Поставленная задача:
Перепишите строки всего материала, заменив «Target» на «Object» и не меняя ничего другого. Изображения в ответ не включайте.

=== Исходные данные ===

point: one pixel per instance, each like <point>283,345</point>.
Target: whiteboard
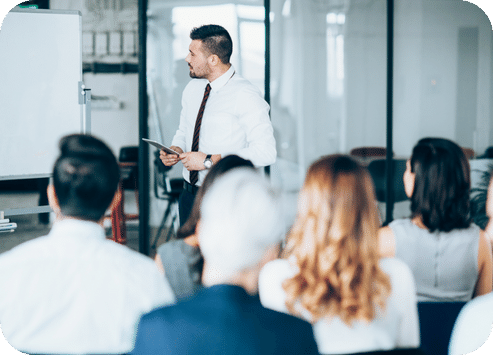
<point>40,70</point>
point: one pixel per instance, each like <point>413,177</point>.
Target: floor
<point>29,226</point>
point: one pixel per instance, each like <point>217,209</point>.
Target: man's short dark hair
<point>85,177</point>
<point>215,39</point>
<point>442,185</point>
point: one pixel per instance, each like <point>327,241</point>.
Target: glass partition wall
<point>328,76</point>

===

Решение упражнения:
point: one pixel per instance, each like <point>283,345</point>.
Object: whiteboard
<point>40,70</point>
point: one pixel per instance, each like <point>413,177</point>.
Object: floor
<point>29,226</point>
point: one pixel per instance, each like <point>217,209</point>.
Object: man's short dark hair
<point>85,177</point>
<point>215,39</point>
<point>442,185</point>
point: one pixel per instance, each like <point>327,241</point>.
Object: glass partition wall
<point>328,76</point>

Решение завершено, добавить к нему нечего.